Required work: Below are entries; print them exactly from the first line through the one containing "For the site audit, find each instance of the grass".

--- Study material Enclosed Below ---

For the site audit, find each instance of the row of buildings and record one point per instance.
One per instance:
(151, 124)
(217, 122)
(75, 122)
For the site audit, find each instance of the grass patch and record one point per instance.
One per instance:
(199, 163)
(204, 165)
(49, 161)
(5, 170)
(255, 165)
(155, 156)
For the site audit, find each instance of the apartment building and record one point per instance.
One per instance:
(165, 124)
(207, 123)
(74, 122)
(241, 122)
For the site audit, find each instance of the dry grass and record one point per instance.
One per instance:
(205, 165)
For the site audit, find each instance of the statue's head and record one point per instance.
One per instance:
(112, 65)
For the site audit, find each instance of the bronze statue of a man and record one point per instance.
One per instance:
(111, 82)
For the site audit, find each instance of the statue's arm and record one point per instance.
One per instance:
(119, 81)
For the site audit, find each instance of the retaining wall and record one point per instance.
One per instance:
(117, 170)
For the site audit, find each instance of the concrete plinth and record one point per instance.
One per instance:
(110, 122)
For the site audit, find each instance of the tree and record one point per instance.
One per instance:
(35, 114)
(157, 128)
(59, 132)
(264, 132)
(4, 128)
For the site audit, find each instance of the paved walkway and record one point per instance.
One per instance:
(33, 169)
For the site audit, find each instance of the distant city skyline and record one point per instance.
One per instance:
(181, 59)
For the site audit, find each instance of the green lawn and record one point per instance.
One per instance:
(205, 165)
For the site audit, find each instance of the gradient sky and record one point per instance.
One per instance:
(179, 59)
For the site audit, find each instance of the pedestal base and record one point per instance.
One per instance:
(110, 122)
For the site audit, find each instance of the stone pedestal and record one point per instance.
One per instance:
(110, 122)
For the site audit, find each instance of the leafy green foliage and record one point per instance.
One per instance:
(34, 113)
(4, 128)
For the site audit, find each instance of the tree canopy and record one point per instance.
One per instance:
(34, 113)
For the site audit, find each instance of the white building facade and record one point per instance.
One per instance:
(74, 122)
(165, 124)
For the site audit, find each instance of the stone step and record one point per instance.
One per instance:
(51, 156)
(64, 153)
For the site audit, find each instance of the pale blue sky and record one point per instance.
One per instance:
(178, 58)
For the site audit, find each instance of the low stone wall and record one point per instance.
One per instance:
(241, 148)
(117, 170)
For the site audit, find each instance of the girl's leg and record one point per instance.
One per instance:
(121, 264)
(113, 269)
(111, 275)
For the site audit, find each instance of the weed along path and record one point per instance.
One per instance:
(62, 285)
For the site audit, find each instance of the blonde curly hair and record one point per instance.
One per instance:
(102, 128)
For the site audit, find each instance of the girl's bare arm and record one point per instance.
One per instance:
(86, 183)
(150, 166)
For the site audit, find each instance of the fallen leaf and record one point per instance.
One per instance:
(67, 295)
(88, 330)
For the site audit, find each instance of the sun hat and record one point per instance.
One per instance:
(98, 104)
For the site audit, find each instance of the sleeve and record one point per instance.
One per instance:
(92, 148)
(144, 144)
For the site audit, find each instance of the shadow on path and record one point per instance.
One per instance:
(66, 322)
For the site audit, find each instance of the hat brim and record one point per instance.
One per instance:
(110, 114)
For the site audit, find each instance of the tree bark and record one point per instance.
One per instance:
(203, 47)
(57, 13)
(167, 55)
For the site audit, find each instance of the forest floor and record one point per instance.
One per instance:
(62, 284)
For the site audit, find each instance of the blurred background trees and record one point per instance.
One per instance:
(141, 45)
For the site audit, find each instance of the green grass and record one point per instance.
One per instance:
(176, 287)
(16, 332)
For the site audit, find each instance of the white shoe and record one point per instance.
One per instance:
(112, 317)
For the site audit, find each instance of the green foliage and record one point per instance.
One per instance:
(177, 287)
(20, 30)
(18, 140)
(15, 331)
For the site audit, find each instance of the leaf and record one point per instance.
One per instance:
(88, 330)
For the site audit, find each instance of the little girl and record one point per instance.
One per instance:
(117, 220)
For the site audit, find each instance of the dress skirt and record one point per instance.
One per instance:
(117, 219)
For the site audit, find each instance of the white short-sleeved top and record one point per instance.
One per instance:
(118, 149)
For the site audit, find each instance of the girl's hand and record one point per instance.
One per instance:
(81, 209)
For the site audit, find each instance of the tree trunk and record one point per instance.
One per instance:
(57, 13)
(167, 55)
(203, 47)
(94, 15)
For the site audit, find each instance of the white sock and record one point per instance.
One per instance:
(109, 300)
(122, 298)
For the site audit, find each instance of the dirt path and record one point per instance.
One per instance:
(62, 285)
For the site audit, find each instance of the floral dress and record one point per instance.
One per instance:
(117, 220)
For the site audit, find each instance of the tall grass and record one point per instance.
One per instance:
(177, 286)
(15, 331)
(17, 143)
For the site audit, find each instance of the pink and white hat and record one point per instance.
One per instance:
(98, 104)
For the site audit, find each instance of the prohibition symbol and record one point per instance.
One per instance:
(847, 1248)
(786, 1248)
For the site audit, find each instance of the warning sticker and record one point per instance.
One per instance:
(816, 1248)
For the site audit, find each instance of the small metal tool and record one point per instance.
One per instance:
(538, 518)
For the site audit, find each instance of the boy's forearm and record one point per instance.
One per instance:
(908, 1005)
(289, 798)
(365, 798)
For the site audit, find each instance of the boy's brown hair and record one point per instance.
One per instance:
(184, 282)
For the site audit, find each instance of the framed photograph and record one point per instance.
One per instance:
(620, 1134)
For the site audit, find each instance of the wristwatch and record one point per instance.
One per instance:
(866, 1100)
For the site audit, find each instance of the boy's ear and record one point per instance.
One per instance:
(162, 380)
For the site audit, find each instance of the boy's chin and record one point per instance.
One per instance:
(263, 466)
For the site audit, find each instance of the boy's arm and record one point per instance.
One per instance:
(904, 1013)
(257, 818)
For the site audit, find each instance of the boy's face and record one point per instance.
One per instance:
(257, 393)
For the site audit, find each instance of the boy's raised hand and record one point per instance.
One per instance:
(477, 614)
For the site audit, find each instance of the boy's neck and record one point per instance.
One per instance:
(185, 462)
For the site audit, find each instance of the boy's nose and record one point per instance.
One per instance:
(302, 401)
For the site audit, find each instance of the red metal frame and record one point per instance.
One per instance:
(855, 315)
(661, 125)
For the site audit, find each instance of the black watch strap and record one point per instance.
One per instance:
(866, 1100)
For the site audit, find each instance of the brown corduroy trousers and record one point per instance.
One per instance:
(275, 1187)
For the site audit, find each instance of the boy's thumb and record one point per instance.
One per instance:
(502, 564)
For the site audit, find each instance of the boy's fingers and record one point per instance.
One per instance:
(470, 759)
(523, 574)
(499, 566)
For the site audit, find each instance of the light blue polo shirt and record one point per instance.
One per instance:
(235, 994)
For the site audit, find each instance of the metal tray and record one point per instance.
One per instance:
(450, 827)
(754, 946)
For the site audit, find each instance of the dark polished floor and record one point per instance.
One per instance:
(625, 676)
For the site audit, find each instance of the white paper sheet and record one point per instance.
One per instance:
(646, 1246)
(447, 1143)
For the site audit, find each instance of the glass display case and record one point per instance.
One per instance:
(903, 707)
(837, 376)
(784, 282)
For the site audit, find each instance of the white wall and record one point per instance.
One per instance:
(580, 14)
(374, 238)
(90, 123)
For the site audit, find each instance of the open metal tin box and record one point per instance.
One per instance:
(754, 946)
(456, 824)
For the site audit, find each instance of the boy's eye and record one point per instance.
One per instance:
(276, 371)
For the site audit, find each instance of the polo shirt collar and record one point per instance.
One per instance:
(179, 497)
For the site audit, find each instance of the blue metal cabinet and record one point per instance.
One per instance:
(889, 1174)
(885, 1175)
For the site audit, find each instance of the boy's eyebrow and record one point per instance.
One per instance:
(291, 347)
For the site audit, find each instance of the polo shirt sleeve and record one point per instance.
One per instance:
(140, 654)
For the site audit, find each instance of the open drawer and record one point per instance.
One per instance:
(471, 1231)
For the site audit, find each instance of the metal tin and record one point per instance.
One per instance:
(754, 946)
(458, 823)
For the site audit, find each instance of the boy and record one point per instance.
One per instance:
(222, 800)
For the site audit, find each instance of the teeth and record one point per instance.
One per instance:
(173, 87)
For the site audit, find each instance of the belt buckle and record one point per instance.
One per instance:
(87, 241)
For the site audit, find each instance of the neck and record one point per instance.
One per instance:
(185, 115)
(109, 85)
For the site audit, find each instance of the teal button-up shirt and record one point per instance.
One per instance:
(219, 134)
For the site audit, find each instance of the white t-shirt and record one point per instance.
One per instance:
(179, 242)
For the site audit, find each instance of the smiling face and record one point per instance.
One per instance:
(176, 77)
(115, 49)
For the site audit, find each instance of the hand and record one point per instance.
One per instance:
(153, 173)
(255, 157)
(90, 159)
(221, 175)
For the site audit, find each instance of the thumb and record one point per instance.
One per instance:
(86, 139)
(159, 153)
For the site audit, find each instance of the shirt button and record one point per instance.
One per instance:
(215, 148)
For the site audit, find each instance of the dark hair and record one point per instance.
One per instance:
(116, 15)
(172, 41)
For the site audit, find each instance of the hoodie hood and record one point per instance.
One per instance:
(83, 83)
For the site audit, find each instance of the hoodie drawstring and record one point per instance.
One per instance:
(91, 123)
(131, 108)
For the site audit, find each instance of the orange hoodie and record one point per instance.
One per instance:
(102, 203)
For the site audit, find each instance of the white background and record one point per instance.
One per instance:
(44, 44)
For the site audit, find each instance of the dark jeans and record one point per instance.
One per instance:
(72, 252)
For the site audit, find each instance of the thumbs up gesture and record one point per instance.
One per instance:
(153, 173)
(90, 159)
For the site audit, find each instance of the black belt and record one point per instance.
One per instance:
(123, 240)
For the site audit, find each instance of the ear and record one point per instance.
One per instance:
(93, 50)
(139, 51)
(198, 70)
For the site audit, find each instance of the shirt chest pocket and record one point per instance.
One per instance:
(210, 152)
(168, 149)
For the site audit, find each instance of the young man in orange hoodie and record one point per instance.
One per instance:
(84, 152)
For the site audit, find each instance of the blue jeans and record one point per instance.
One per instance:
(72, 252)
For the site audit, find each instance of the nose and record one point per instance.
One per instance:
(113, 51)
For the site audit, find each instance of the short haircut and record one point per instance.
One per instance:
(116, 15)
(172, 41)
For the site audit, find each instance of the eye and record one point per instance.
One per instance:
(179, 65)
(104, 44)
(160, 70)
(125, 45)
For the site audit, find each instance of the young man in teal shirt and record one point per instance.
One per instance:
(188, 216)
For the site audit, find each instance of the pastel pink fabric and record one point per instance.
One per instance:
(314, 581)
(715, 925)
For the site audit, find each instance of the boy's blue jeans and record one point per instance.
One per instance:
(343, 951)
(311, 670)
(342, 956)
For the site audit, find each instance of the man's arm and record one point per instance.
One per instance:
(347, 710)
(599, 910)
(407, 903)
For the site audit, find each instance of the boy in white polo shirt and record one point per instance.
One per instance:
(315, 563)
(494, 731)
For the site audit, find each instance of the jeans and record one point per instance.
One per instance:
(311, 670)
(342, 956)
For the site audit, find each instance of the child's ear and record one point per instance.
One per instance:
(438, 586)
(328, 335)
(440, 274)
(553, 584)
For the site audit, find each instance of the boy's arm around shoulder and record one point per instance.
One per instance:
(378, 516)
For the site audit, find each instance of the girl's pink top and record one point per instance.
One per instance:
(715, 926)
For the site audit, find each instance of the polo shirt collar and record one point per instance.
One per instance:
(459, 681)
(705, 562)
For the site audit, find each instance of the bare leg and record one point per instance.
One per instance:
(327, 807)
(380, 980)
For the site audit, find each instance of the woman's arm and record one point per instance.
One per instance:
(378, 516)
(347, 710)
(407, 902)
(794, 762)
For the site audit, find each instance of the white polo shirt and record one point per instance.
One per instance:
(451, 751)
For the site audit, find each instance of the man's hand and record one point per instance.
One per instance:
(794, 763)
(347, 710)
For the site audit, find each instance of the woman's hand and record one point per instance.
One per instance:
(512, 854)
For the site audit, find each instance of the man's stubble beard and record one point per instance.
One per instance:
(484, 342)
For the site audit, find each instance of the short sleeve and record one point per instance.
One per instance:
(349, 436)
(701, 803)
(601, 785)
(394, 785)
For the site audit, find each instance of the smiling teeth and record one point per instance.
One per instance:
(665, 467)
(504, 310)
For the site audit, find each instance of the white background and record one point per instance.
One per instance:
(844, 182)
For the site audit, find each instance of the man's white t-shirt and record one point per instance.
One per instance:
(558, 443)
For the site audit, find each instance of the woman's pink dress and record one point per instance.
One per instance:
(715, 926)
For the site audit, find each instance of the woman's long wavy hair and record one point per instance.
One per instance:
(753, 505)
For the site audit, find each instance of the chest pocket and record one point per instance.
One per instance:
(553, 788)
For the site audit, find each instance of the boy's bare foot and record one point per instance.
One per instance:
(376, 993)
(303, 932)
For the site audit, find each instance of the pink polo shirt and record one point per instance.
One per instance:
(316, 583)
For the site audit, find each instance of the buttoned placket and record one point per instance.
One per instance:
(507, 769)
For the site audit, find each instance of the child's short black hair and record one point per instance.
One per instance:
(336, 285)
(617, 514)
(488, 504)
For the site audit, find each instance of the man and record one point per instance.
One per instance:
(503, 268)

--- End of Enclosed Study material ---

Final answer:
For the site audit, find each instance of the row of buildings and record one point per instance.
One per instance:
(151, 124)
(217, 122)
(75, 122)
For the site audit, find each instance of the grass patch and record one point per instance.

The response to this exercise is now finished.